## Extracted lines
******************************

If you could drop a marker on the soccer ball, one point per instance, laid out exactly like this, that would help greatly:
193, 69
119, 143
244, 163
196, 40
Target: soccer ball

******************************

## WHAT TO DO
Copy out every one of the lines above word for word.

## FULL RESPONSE
If you could drop a marker on the soccer ball, one point per instance, laid out exactly like this, that would help greatly:
193, 69
119, 143
244, 163
196, 40
Target: soccer ball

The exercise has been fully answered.